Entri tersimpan
***
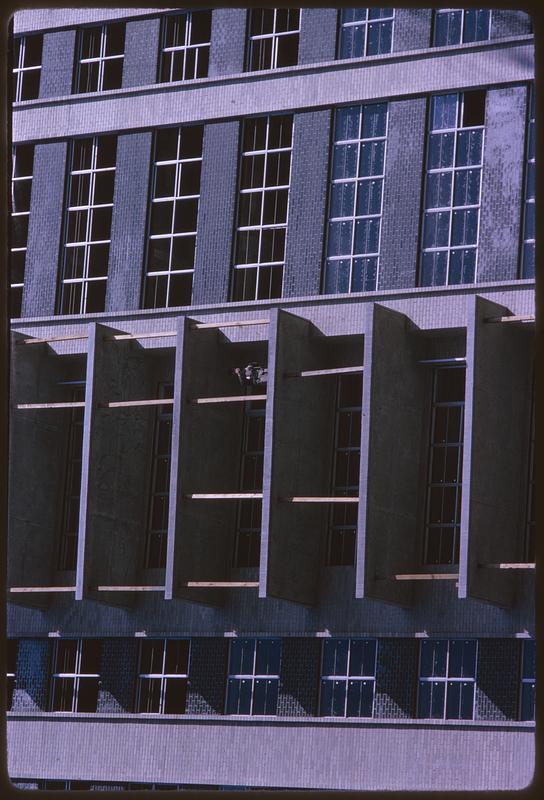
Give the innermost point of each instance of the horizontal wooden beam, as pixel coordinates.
(25, 589)
(198, 326)
(225, 496)
(165, 401)
(302, 499)
(240, 398)
(310, 373)
(221, 584)
(73, 404)
(510, 565)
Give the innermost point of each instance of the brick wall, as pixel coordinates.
(207, 676)
(396, 678)
(299, 677)
(32, 675)
(498, 679)
(118, 667)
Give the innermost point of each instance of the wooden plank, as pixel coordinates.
(130, 403)
(427, 576)
(310, 373)
(226, 496)
(227, 324)
(221, 584)
(25, 589)
(241, 398)
(303, 499)
(73, 404)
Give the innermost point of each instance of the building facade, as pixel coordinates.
(272, 290)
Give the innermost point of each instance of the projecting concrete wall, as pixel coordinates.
(393, 402)
(312, 755)
(297, 457)
(497, 415)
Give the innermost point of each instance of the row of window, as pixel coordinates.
(450, 217)
(447, 680)
(272, 43)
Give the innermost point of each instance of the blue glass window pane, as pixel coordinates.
(441, 150)
(344, 161)
(339, 242)
(369, 197)
(469, 148)
(347, 124)
(362, 657)
(438, 194)
(365, 274)
(367, 235)
(335, 656)
(372, 158)
(444, 111)
(360, 698)
(342, 199)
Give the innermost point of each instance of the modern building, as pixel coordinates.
(271, 484)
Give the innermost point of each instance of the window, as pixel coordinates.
(157, 531)
(27, 65)
(254, 668)
(528, 253)
(348, 677)
(100, 52)
(262, 208)
(248, 540)
(75, 675)
(22, 165)
(452, 189)
(162, 679)
(273, 38)
(173, 220)
(356, 198)
(459, 25)
(345, 471)
(443, 508)
(528, 667)
(447, 671)
(87, 226)
(72, 485)
(11, 671)
(365, 32)
(185, 46)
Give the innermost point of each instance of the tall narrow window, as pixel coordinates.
(528, 254)
(248, 538)
(262, 208)
(160, 483)
(365, 32)
(452, 189)
(528, 667)
(72, 487)
(87, 227)
(458, 25)
(356, 197)
(163, 674)
(348, 677)
(345, 472)
(254, 670)
(273, 38)
(175, 196)
(447, 678)
(21, 185)
(443, 512)
(185, 48)
(99, 61)
(75, 675)
(27, 65)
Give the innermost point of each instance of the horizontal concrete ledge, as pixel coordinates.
(291, 89)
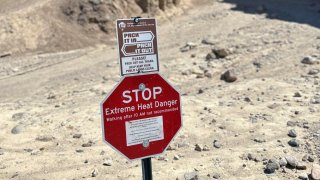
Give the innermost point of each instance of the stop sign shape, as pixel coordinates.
(141, 116)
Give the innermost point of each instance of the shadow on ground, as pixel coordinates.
(299, 11)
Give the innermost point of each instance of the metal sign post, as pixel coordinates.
(146, 169)
(142, 114)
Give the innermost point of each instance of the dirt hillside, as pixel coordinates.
(248, 73)
(57, 25)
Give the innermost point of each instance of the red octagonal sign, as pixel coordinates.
(141, 116)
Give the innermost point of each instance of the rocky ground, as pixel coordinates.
(250, 91)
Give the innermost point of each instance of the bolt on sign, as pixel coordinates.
(138, 47)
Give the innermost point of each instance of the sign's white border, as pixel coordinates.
(102, 120)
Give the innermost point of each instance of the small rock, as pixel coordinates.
(251, 156)
(261, 9)
(297, 94)
(15, 175)
(301, 166)
(205, 148)
(210, 57)
(171, 148)
(259, 140)
(191, 176)
(17, 116)
(216, 144)
(94, 173)
(1, 152)
(208, 74)
(283, 162)
(88, 144)
(198, 147)
(95, 2)
(207, 41)
(216, 176)
(188, 46)
(221, 52)
(107, 162)
(311, 158)
(79, 150)
(315, 172)
(77, 136)
(291, 123)
(247, 99)
(315, 100)
(228, 76)
(309, 60)
(294, 143)
(271, 167)
(303, 176)
(45, 138)
(17, 129)
(292, 162)
(292, 133)
(313, 71)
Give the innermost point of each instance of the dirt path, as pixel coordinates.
(52, 97)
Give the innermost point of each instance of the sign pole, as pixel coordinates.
(146, 169)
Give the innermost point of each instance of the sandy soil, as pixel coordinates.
(49, 99)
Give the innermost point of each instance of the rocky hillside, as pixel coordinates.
(52, 26)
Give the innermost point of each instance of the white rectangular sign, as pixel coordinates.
(138, 49)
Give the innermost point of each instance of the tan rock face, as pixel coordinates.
(315, 172)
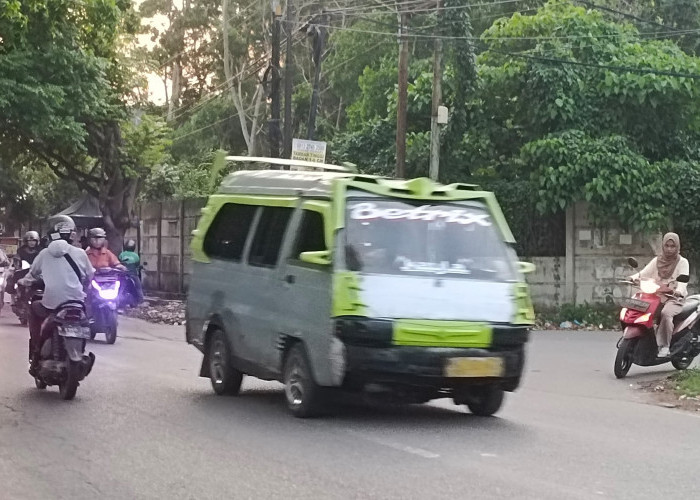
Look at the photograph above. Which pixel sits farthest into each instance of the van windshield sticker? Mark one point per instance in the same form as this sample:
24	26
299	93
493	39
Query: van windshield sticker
366	211
444	267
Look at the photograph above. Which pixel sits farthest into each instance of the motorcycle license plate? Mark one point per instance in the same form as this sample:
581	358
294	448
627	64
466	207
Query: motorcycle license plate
77	332
474	367
637	305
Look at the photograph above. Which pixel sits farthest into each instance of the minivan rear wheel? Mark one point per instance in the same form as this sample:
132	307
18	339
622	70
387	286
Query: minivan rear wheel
304	397
225	379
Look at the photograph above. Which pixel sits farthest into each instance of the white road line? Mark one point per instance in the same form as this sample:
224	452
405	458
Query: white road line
397	446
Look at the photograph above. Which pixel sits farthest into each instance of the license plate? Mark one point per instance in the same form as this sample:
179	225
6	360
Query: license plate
637	305
77	332
474	367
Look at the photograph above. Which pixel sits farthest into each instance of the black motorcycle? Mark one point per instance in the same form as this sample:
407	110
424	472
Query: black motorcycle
19	301
104	296
62	358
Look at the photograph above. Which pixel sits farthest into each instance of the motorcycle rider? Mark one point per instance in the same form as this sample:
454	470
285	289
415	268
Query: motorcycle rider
28	251
664	269
132	261
4	264
58	266
4	261
98	253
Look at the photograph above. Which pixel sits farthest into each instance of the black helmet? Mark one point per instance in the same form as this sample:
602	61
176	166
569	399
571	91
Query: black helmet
97	232
31	236
62	227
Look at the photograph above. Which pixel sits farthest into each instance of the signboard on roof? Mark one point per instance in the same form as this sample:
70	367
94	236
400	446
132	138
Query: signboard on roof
306	150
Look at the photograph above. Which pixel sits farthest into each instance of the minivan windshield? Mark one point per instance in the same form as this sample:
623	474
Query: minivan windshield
426	239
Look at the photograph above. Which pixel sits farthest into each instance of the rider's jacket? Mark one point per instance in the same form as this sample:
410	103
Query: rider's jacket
61	282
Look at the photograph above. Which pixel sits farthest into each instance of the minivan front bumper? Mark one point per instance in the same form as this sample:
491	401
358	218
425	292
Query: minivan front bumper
426	366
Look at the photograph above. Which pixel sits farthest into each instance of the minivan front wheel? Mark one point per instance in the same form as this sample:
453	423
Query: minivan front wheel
303	395
225	379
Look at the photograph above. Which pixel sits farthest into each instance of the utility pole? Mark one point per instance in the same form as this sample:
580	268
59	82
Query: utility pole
319	35
274	123
402	98
437	101
288	84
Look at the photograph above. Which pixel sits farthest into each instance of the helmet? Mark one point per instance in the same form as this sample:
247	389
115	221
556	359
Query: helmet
31	236
97	232
63	228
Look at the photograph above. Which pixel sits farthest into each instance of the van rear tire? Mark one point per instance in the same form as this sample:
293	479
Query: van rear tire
485	401
304	397
225	379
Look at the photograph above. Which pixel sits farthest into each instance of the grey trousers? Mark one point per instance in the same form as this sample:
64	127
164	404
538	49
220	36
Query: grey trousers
665	329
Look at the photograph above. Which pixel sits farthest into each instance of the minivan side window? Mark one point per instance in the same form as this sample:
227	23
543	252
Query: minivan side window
227	234
267	242
311	234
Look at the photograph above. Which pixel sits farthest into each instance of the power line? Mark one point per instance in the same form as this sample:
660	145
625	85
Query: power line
447	37
627	69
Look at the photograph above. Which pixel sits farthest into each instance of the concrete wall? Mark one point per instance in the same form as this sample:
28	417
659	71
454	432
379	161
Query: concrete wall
597	260
165	235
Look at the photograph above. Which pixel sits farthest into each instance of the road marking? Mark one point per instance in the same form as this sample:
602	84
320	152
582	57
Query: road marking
397	446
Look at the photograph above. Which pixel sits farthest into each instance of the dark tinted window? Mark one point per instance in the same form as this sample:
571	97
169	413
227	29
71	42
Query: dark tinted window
310	237
228	232
268	236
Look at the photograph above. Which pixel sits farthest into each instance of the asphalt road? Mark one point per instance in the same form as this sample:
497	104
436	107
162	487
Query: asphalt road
143	425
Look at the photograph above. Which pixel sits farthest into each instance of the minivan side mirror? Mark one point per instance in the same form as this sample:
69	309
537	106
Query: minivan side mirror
321	257
526	267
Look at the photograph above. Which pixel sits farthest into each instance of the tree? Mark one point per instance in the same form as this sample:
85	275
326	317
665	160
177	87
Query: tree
61	99
587	118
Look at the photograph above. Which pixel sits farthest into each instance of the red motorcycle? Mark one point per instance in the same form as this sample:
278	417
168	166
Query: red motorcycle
639	318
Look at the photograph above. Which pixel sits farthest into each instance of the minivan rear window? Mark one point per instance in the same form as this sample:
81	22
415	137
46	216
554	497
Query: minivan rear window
310	237
227	234
267	242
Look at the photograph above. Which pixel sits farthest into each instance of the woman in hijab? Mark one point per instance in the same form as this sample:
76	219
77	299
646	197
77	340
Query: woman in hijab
664	269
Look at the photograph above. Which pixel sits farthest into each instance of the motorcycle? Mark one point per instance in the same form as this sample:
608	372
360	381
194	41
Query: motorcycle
639	319
19	302
3	280
104	298
62	358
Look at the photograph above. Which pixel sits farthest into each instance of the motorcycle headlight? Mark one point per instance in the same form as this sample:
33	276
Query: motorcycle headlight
107	293
649	286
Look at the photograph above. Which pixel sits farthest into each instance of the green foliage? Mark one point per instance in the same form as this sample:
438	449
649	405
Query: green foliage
619	183
585	314
146	139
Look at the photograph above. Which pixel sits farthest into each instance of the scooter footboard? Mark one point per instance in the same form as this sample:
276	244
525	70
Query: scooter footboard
633	332
74	348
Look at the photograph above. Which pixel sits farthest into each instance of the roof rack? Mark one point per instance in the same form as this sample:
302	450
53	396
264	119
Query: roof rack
291	163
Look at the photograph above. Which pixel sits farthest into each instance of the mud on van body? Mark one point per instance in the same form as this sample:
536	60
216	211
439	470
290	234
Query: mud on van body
325	280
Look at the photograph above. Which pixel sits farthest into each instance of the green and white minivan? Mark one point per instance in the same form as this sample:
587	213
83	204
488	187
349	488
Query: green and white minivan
329	280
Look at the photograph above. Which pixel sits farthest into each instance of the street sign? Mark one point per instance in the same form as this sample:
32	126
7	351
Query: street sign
306	150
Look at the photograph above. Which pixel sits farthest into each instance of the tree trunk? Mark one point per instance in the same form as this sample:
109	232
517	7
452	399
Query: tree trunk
176	87
117	193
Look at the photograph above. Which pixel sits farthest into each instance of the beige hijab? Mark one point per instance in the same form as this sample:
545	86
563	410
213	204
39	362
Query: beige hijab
666	263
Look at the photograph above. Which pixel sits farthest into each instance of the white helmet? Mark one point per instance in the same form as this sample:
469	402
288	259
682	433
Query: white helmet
62	228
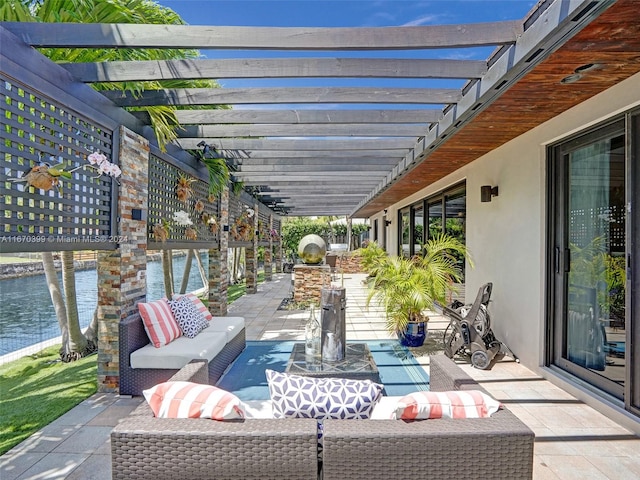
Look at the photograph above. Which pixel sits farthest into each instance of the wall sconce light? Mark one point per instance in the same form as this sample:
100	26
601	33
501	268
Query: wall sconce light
486	192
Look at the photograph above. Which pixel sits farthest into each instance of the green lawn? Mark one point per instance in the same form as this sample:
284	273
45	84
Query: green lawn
37	389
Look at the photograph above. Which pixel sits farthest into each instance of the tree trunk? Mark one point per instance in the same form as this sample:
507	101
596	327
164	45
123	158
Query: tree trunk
56	295
167	271
349	233
203	272
187	272
77	345
91	333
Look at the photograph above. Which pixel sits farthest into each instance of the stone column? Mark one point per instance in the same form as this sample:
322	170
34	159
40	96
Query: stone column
268	256
251	256
122	273
218	269
278	252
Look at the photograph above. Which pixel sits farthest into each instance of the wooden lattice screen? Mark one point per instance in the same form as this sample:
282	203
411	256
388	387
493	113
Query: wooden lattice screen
241	222
43	210
264	230
277	227
199	208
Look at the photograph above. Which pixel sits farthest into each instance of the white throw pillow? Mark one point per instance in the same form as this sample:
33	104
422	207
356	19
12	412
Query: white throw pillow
296	396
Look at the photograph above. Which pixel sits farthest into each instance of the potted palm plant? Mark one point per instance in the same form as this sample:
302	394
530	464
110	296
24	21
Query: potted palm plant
409	287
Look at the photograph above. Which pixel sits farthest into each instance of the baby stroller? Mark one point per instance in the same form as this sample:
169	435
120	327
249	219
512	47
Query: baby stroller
469	331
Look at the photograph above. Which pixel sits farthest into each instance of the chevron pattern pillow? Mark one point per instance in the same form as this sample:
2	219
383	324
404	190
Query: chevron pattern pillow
193	400
454	404
159	322
296	396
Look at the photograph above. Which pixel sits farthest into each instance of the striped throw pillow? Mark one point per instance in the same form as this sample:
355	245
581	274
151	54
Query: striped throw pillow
193	400
199	305
159	322
453	404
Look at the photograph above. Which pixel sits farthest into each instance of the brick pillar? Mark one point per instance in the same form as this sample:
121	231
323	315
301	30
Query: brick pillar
122	279
268	256
251	256
278	251
218	269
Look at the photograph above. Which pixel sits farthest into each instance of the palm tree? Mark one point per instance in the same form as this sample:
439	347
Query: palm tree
408	287
163	119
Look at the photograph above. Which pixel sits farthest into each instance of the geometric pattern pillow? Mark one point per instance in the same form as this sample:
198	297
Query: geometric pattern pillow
189	319
454	404
192	400
199	305
296	396
159	323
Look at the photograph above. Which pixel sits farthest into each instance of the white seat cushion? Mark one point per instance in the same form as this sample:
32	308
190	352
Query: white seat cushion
232	326
179	352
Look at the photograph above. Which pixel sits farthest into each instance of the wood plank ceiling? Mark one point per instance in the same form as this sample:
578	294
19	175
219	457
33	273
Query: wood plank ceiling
355	150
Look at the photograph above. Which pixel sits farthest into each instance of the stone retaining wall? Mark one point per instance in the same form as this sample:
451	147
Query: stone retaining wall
27	269
308	281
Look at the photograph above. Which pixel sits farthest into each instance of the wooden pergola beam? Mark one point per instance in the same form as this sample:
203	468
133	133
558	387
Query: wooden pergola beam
297	145
190	69
307	130
299	116
276	95
265	38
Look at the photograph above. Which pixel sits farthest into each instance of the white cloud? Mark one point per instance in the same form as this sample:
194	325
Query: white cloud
423	20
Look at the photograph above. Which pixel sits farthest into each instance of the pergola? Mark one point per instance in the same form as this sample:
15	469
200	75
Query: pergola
338	158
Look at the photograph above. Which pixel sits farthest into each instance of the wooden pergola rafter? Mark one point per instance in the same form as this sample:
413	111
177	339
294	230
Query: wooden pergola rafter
348	135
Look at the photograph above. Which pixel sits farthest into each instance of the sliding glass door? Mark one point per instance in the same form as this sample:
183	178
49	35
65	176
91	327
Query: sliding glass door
589	303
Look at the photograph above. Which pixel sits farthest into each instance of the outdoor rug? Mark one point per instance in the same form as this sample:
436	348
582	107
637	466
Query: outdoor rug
399	371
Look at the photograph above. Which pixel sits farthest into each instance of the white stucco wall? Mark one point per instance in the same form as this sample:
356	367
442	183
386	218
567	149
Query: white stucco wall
507	236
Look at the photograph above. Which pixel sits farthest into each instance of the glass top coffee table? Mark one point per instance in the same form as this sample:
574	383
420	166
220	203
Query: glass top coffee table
358	364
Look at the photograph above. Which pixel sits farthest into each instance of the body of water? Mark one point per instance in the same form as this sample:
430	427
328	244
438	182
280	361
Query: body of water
27	316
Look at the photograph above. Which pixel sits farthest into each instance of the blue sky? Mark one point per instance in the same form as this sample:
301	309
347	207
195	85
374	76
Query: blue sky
347	13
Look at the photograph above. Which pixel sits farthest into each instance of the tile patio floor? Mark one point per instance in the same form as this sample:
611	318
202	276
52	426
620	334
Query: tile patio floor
573	441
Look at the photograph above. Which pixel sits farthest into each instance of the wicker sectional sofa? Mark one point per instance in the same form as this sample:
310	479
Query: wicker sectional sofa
145	447
219	344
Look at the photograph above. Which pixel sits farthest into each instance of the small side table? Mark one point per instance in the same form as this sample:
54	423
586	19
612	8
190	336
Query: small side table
358	364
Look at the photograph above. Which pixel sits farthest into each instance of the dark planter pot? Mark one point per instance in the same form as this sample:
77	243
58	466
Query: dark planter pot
414	335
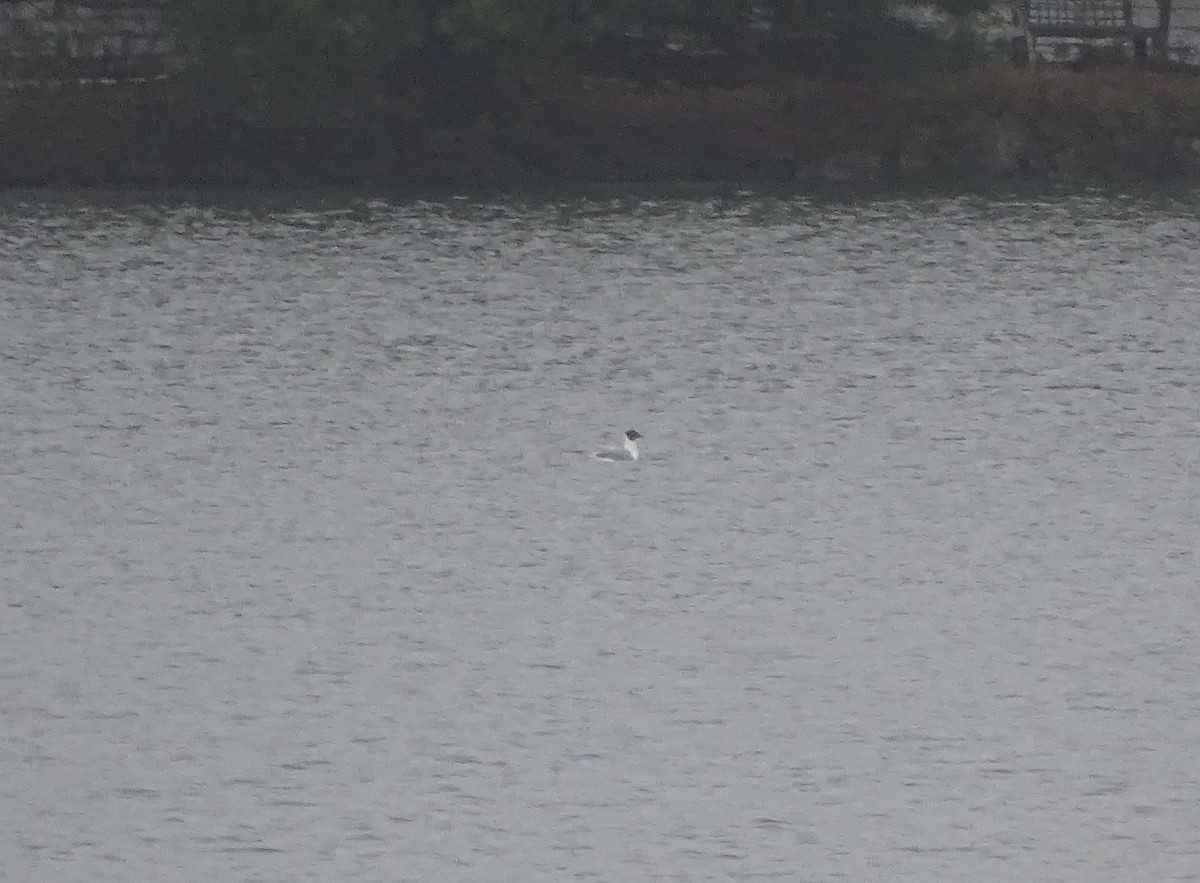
***
## DESKRIPSI TUGAS
Baris mana saja dalam entri di atas yang memuat kata "headlight"? Kutip setiap baris tersebut.

## PENYELESAIAN
Look at the photograph above. Which pixel sits farthest into each instance of the motorcycle headlight? Mark one point per instance in the same form as this sample:
Query: motorcycle headlight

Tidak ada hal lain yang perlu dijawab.